TEXT SECTION.
- Education: National Taiwan University, Harvard School of Public Health
- Scientific career
- Fields: Epidemiology, Obesity prevention
- Workplaces: Columbia University Mailman School of Public Health

= Y. Claire Wang =

Academic

Y. Claire Wang is an associate professor at Columbia University's Mailman School of Public Health. Her research focuses on obesity prevention strategies and techniques, such as soda taxes, and how effective they may be in reducing the economic costs of obesity.

==Research==
Wang's research focuses on trends in consumption of unhealthy foods, as well as energy balance, and the role of both these factors in the etiology of chronic diseases such as obesity and diabetes. Some of her research has concluded that the New York City soft drink size limit would primarily target overweight and obese children and young adults, as well as that children need to reduce their daily calorie intake by 64 calories in order to achieve federal goals for reducing obesity rates Another study authored by Wang concluded that the number of obese adults in 2030 is anticipated to be about 65 million higher than it was in 2011 when this study was published. When these predictions appeared in the Lancet, Wang and her coauthors wrote that "we hope that our dire predictions will serve to mobilise efforts to reduce obesity so that our predictions do not become reality."

DATA EXCERPTS.
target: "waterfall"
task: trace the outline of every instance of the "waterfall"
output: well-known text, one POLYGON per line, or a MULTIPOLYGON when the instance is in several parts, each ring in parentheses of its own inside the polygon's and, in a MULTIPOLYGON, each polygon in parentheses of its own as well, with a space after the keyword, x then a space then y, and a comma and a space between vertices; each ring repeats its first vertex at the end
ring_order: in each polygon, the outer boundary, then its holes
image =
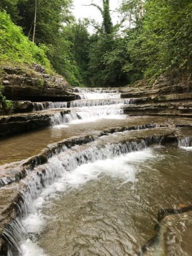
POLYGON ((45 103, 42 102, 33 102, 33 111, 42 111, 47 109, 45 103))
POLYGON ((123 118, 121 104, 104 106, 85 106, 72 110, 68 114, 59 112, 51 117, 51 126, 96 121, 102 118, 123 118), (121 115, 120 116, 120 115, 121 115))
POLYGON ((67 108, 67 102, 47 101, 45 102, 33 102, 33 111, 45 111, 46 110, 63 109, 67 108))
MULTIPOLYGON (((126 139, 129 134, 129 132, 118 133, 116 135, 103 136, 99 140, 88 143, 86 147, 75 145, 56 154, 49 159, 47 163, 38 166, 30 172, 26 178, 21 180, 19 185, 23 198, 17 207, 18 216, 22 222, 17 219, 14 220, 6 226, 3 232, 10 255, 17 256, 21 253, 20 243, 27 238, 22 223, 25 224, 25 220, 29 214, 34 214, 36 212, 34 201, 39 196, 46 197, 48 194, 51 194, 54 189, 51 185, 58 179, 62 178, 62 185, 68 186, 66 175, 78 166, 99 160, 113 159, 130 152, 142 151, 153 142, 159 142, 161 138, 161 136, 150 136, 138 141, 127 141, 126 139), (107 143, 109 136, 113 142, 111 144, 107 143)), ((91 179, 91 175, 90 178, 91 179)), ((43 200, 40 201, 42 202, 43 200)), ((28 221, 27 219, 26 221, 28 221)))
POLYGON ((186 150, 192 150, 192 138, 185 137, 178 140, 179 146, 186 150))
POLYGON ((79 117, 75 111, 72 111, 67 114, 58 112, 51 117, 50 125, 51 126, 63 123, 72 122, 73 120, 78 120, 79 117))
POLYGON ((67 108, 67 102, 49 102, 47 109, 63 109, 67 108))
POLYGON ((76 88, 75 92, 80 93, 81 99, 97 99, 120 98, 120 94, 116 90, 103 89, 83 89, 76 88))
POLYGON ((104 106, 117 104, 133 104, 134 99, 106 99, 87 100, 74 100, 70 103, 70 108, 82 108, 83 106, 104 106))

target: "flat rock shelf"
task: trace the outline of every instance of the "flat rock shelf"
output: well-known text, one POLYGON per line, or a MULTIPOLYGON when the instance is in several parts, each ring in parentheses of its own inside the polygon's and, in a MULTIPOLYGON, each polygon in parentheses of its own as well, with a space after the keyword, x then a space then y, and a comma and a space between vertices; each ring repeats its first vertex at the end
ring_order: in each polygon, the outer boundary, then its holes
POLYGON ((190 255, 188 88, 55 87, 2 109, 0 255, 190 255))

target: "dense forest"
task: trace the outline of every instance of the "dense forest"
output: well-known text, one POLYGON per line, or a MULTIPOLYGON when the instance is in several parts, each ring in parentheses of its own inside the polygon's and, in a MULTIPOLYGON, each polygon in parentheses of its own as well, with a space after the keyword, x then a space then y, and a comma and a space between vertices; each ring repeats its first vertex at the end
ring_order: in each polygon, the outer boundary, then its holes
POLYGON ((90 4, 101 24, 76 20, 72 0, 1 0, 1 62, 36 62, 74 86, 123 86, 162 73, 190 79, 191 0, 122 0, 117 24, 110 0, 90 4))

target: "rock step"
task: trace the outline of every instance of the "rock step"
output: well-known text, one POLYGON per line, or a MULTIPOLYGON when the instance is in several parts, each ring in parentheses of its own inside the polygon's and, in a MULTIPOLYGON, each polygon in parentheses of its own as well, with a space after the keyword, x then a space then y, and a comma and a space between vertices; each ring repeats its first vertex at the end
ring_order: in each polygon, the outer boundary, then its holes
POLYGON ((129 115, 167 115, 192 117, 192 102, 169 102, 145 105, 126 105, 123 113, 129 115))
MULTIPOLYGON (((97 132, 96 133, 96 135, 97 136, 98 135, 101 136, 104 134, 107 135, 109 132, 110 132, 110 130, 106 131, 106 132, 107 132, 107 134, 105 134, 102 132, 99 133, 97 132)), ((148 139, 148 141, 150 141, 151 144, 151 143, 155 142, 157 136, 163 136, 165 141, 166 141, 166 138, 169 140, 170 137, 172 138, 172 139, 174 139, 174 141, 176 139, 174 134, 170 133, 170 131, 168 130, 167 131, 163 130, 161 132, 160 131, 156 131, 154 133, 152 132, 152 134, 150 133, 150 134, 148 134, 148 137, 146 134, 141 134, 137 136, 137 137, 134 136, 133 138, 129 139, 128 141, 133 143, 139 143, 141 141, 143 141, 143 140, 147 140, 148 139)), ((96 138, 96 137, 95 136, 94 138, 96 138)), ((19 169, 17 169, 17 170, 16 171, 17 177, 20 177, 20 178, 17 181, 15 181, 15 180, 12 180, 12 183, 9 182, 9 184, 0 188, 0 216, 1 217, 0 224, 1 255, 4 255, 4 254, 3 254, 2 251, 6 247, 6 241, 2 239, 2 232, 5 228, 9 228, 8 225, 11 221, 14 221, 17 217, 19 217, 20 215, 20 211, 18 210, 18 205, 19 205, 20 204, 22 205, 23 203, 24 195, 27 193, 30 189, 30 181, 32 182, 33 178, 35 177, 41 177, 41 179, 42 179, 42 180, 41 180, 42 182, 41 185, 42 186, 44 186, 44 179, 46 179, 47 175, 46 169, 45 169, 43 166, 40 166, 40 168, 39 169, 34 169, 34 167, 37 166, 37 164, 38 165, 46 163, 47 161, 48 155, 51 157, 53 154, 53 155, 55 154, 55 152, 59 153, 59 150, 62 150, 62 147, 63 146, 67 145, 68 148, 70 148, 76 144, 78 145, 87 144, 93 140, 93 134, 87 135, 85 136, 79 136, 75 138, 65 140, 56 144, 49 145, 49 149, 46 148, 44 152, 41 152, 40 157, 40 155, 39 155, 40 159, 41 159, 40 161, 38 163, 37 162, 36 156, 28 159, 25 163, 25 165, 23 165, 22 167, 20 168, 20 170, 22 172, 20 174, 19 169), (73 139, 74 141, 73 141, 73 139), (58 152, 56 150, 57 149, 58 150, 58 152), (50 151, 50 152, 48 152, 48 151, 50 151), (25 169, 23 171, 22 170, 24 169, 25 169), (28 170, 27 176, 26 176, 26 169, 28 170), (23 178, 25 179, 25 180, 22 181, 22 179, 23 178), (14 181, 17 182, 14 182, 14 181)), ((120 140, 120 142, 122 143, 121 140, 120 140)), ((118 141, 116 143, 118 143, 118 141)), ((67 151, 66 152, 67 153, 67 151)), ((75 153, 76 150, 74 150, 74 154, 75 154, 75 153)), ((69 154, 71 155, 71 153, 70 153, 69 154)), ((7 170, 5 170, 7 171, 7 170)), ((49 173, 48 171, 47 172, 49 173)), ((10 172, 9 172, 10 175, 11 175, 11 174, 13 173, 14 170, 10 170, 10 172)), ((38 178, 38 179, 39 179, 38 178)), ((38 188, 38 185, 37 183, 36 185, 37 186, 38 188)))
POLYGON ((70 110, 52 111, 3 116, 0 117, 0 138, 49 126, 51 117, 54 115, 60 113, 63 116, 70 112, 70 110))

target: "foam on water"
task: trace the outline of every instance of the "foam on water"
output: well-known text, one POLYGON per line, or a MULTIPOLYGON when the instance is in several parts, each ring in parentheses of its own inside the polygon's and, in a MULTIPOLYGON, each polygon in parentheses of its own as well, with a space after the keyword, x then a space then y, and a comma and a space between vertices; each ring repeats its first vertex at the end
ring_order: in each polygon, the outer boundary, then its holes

ACTION ITEM.
Transcribe the passage of the text on Y. Claire Wang, starting at the words "- Education: National" and stopping after "costs of obesity.". The lines are material separate from the text on Y. Claire Wang.

ANSWER TO THE PROBLEM.
- Education: National Taiwan University, Harvard School of Public Health
- Scientific career
- Fields: Epidemiology, Obesity prevention
- Workplaces: Columbia University Mailman School of Public Health

= Y. Claire Wang =

Academic

Y. Claire Wang is an associate professor at Columbia University's Mailman School of Public Health. Her research focuses on obesity prevention strategies and techniques, such as soda taxes, and how effective they may be in reducing the economic costs of obesity.